Echo back, word for word, the stretch of the article below on the Jaguars' defensive tackle needs from "The buzz has" through "an interior penetrator.".
===== Text
When taking a look back at the Jaguars' 2019 season, it's easy to find a number of areas in which the roster could use improvement. The offensive line struggled as did the tight end position. The wide receivers, outside of DJ Chark, weren't overly consistent. The linebackers struggled in run fits and coverage.
But the biggest deficiency was quite clear: stopping the run. After Marcell Dareus' untimely injury, the Jaguars' run defense was porous. Without Dareus on the field in 2019, the Jaguars' run defense allowed over 150 yards per game on the ground. Yikes!
Now, Dareus has a $22.5M club option, which the Jaguars will almost assuredly decline. I think the team will attempt to retain Dareus; he's an excellent scheme fit and is a space-eater in the middle of the defensive line. But even if the Jaguars do bring Dareus back, he'll turn 30 in March and isn't likely a long term solution. Unless the Jaguars end up signing a young, ascending run-stuffing defensive tackle in free agency, they'll need to upgrade the position at some point in the draft.
There's plenty of talent at defensive tackle at the top of the draft, but perhaps that's not the direction the Jaguars choose to go in. Maybe the Jaguars would rather add a defensive tackle early on day three of the draft so that they can focus on other areas of need early on.
If that's the case, they might just be in luck. This defensive tackle group is fairly deep and could have several future starters available on the final day of the draft. It is important to note that while all three of these prospects could be available on day three, it's also possible that one or more of them gets drafted in the third round — it only takes one team to fall in love.
When scouting Ohio State defensive players like Jeff Okudah, Damon Arnette, and Malik Harrison, it's impossible not to notice number 53 in the middle. Davon Hamilton has prototypical size for a nose tackle at six-foot-four and 327 pounds. He carries his weight well and is surprisingly nimble for a man his size. He has the versatility to play 3-tech or nose in the Jaguars' scheme and has the strength to hold up in run defense. While he was a productive DT prior to 2019, he had his coming out party in his final year in Columbus. Hamilton picked up 9.5 tackles for loss, six sacks, and 29 total tackles. If Hamilton is available at the start of day three, he would be an ideal target.
The buzz has died down on the LSU defensive tackle, but Lawrence still has starting potential in base defenses at the next level. He's undersized at six-foot-two and 308 pounds, but Lawrence is a good athlete and has plenty of strength. He's not a consistent pass rusher, but he can hold up at the point of attack and ensure teams won't be able to pound the rock up the gut over and over again. He's already strong against the run, but with improved hand usage, he could become an even better run stuffer and potentially evolve into an interior penetrator.
Fotu's size at six-foot-five and 337 pounds, jumps off the page. He's explosive in a linear sort of way and has plenty of strength. Fotu could likely develop into a starting nose tackle for the Jaguars and should be stout against the run. He's a bit stiff, which can cause some inconsistencies on tape. Overall, Fotu is an ideal candidate to be a run-stuffing nose tackle in year two.
==========
===== Data for analysis
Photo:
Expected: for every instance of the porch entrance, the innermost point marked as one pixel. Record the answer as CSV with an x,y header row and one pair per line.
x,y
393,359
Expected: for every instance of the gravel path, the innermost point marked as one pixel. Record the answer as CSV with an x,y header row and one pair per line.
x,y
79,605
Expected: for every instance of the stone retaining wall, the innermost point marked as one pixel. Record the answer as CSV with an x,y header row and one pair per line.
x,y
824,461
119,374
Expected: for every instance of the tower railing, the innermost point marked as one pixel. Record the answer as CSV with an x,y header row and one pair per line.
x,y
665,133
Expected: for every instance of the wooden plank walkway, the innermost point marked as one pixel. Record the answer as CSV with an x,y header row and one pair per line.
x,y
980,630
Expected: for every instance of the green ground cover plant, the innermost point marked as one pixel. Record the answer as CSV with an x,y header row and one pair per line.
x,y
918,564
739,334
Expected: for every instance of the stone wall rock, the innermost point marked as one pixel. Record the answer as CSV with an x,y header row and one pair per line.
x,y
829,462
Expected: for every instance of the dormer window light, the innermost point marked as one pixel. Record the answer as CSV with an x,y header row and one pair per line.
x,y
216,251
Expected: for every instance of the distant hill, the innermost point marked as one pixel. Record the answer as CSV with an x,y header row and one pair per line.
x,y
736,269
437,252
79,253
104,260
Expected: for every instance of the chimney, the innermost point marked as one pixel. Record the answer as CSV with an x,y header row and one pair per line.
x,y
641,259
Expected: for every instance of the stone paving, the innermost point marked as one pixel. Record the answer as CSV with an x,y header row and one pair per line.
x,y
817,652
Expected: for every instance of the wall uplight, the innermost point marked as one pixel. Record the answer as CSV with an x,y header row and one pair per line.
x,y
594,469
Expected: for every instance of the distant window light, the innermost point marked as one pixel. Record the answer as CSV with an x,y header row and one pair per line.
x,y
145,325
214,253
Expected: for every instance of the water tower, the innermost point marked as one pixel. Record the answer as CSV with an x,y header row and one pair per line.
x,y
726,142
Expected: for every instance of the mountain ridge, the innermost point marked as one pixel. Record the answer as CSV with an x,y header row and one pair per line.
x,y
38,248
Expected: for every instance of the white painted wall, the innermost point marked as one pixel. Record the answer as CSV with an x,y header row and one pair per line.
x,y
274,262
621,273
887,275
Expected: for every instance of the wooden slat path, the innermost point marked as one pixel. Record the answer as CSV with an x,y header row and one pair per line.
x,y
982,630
==========
(Exercise response)
The buzz has died down on the LSU defensive tackle, but Lawrence still has starting potential in base defenses at the next level. He's undersized at six-foot-two and 308 pounds, but Lawrence is a good athlete and has plenty of strength. He's not a consistent pass rusher, but he can hold up at the point of attack and ensure teams won't be able to pound the rock up the gut over and over again. He's already strong against the run, but with improved hand usage, he could become an even better run stuffer and potentially evolve into an interior penetrator.